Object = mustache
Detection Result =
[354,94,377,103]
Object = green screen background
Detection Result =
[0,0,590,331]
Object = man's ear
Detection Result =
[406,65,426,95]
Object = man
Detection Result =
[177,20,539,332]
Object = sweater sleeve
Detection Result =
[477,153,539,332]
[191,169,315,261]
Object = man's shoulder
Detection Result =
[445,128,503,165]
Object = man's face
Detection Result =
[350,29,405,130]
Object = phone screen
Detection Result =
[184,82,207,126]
=-=-=
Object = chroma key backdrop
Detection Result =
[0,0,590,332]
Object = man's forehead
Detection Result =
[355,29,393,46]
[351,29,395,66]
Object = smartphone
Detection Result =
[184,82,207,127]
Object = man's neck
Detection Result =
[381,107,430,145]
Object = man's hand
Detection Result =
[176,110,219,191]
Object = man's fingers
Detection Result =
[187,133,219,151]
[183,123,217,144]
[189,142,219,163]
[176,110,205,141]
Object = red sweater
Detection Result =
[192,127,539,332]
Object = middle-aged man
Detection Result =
=-=-=
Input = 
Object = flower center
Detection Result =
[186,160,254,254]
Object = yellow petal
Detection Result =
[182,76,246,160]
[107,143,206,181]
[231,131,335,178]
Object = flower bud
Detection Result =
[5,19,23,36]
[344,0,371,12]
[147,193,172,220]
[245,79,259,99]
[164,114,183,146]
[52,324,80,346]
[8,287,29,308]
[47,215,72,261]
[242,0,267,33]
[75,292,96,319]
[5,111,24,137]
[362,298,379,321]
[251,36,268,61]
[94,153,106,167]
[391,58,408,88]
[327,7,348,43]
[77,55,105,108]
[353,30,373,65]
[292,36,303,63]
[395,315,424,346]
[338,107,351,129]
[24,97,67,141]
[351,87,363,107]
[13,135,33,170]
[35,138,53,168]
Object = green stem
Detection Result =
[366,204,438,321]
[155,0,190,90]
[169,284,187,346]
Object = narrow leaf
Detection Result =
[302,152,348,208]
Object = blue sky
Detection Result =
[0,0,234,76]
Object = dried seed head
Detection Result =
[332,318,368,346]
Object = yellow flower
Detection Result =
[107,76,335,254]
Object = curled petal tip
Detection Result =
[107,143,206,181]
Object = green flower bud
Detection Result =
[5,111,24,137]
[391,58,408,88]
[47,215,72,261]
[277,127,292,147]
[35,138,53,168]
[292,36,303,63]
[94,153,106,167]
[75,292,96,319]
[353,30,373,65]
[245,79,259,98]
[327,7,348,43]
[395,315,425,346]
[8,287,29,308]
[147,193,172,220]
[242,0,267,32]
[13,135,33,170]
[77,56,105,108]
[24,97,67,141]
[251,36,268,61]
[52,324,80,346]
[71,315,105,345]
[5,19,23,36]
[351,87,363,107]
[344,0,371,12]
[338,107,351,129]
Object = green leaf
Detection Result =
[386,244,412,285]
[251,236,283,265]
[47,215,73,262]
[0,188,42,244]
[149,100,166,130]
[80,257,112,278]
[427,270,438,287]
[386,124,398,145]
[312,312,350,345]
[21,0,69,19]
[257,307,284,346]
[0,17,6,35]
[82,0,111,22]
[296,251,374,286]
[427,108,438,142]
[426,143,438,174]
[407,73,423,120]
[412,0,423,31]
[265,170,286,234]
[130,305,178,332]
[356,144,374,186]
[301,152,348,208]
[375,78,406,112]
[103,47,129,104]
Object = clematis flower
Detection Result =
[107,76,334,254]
=-=-=
What you need to do:
Print, unchanged and with both end lines included, the part of the listing that opens with the line containing "Object = mustache" and closes with the line containing "[184,82,207,126]".

Result of this task:
Object = mustache
Detection Result =
[354,94,377,103]
Object = green screen background
Detection Result =
[0,0,590,331]
Object = man's ear
Detection Result =
[406,65,426,95]
Object = man
Detection Result =
[177,20,539,332]
Object = sweater sleeve
Detection Result =
[477,153,539,332]
[191,169,315,261]
Object = man's shoulder
Detection Result =
[445,128,503,165]
Object = man's face
Detection Result =
[350,29,405,130]
Object = phone screen
Detection Result =
[184,82,207,126]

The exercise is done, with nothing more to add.